*Problem requirements*:
Keep the pictures out of the copy and print all the entries below exactly.

*Dataset content*:
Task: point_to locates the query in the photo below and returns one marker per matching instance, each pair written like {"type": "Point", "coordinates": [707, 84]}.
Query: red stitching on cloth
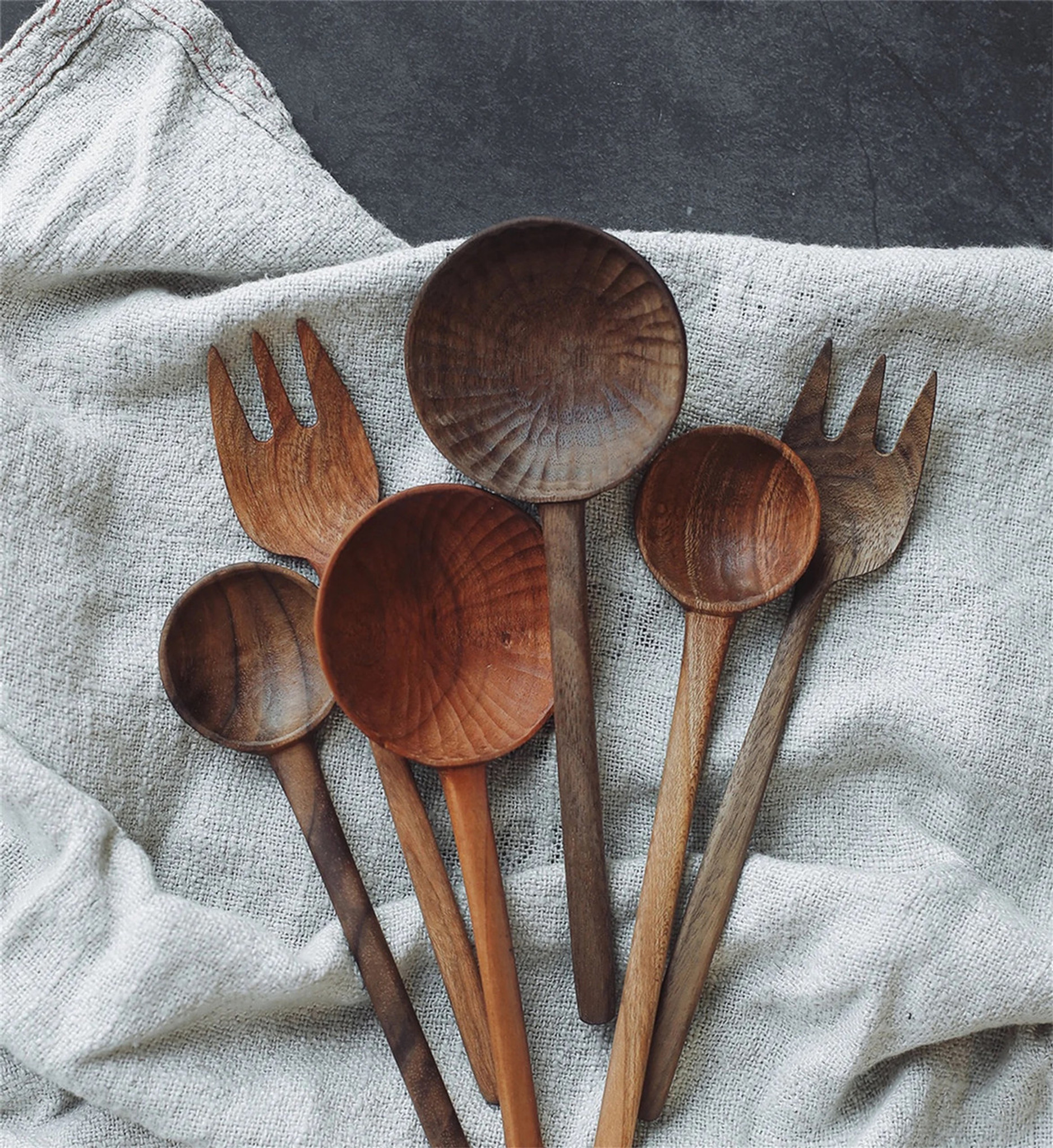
{"type": "Point", "coordinates": [61, 47]}
{"type": "Point", "coordinates": [87, 21]}
{"type": "Point", "coordinates": [207, 66]}
{"type": "Point", "coordinates": [34, 27]}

*Output of the exercise*:
Task: point_to locates the query in the photo below and returns one marker per matching instance, each pair written like {"type": "Point", "coordinates": [707, 84]}.
Query: red stitching on cloth
{"type": "Point", "coordinates": [61, 47]}
{"type": "Point", "coordinates": [87, 21]}
{"type": "Point", "coordinates": [207, 66]}
{"type": "Point", "coordinates": [34, 27]}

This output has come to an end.